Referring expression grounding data
- - -
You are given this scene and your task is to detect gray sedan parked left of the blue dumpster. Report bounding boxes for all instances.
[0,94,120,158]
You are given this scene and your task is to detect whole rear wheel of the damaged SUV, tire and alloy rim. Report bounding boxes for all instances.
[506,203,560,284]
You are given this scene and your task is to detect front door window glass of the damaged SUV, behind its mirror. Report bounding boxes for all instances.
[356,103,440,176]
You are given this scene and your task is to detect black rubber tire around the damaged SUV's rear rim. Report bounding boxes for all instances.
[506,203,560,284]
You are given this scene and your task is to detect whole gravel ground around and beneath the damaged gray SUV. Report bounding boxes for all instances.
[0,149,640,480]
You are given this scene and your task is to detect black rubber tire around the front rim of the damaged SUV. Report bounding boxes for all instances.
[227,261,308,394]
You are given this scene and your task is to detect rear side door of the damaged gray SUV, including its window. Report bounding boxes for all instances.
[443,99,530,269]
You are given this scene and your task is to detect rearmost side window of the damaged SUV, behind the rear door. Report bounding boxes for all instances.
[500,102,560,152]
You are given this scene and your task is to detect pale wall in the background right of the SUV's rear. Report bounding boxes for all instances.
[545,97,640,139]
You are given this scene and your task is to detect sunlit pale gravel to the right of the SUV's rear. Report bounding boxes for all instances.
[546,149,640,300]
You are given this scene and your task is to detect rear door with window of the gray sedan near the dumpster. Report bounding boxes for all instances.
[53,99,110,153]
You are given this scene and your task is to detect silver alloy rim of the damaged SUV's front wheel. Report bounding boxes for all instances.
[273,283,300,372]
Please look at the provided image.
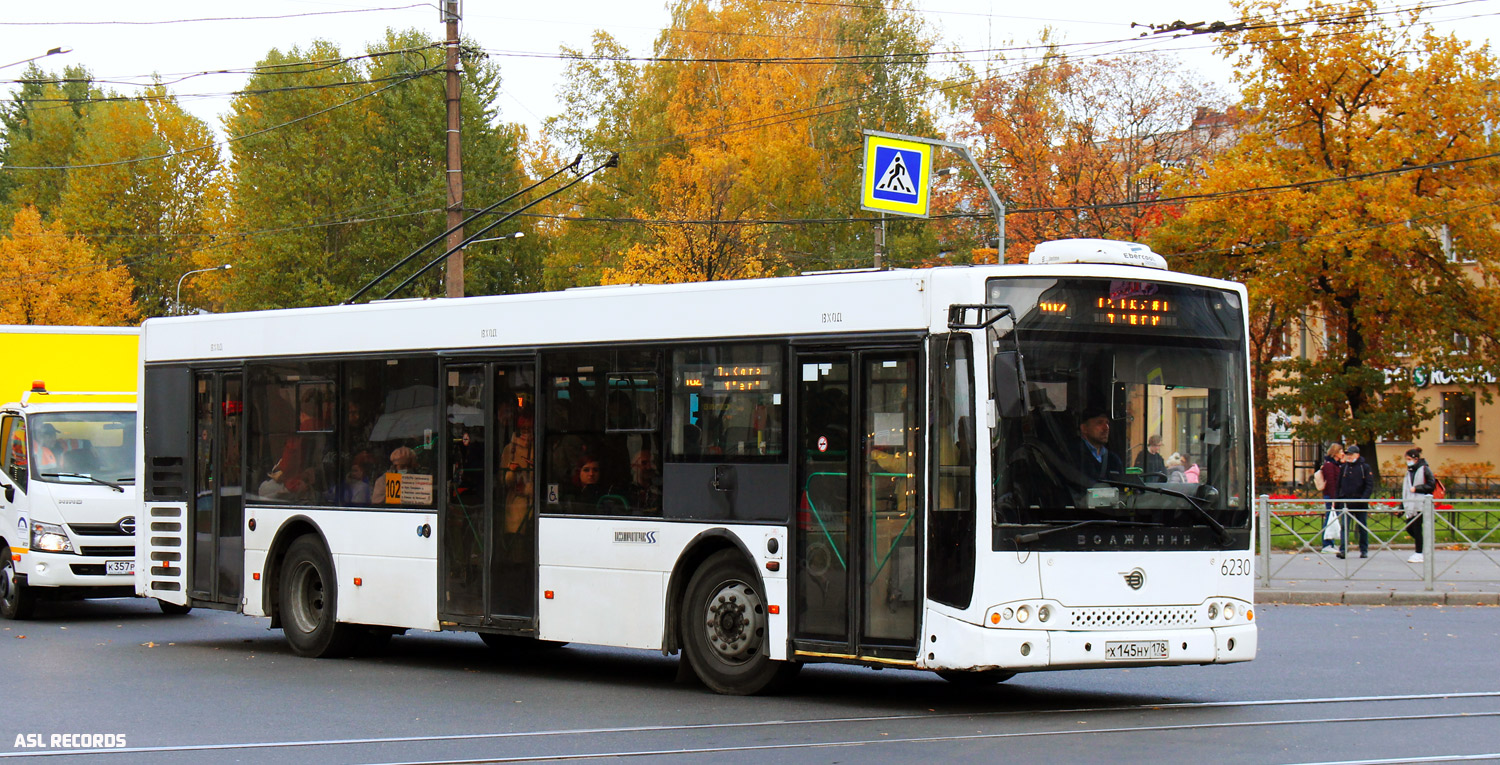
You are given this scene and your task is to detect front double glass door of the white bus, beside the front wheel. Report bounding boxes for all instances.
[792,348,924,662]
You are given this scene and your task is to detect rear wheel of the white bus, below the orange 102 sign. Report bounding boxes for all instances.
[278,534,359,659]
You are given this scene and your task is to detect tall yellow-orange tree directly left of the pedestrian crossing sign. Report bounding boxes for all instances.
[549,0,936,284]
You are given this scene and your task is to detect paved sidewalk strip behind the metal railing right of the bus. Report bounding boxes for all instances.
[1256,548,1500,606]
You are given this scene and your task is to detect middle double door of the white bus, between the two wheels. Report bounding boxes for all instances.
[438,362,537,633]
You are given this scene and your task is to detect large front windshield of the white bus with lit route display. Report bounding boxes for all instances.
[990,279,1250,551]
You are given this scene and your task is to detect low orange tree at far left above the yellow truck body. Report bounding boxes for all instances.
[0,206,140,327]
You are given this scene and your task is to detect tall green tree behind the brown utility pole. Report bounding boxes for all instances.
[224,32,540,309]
- - -
• [Work instruction]: Reproduce the entries above exactly, though not their pictures.

• [Answer area]:
You are given this scene and your task is to detect gray sedan parked left of the blue dumpster. Report bounding boxes for all instances.
[0,94,120,158]
You are given this scene and your task is to detect whole rear wheel of the damaged SUV, tire and alloy rim. Report bounding boxes for all instances.
[506,203,560,284]
You are given this scene and your task is to detect front door window glass of the damaged SUV, behind its mirror. Report bounding boxes for all instances.
[356,103,440,176]
You are given this scene and your task is to detect black rubber tire around the damaged SUV's rear rim. Report bounding boxes for all instances.
[506,203,560,284]
You are given this scene and your task is to detect whole gravel ground around and beneath the damaged gray SUV. Report bounding boxes for all instances.
[0,149,640,480]
You are given this scene and your task is to detect black rubber tire around the front rim of the damaged SUV. Report bounding boxes for all instances.
[227,261,308,394]
You are given this scene and your task is to detect rear side door of the damaged gray SUV, including its window. Report bounding boxes for all instances.
[443,99,530,269]
You are given this scene and your task is to detect rearmost side window of the damaged SUV, behind the rear door. Report bounding boxes for all instances.
[500,102,560,152]
You are given this scene and your task is to detect pale wall in the background right of the SUV's rear. Report bounding boxes for all instances.
[545,97,640,139]
You are given this scene and your task is to detect sunlit pale gravel to the right of the SUV's rear. Report bounding boxes for all instances.
[546,149,640,300]
You are given this scene and your task is to detect rear door with window of the gray sedan near the dumpster. Report bounding boxes for all instances.
[53,99,110,153]
You are given this scene and your task is to detect silver alloy rim of the damaged SUV's front wheel. Report bounding boxes for all instances.
[273,283,300,372]
Please look at the provided image.
You are given this scene and your task is to detect front double glass door of the white bus, beside the front wheel. Report bounding boxes for all instances.
[792,348,924,662]
You are given this scene and your task is to detect rear wheel of the white bus, below the orange 102 sign. Report bounding boxes for all instances.
[278,534,359,659]
You are given this scene and your task is to detect tall yellow-orange tree directly left of the pedestrian crossing sign. Report bounding boxes for all instances.
[549,0,936,284]
You are given this scene and your task is to detect paved sidewalk strip behind the metal railing right of the bus. Report bounding boxes for all instances.
[1256,548,1500,606]
You are given this scene and your task is to detect middle double door of the white bus, between the two wheels. Report bounding boxes for all instances.
[438,362,537,633]
You are given this scene and your task is to detect large front windshield of the white bus with lit route display. Report bounding boxes for all instances.
[990,279,1250,551]
You are given this scene and your task is to detect low orange tree at far left above the yellow truck body. Report bounding boxes for all instances.
[0,206,140,327]
You are given this scene and your task is to detect tall green tree behind the brown utility pole. Report bounding boxes for all instances.
[224,32,540,309]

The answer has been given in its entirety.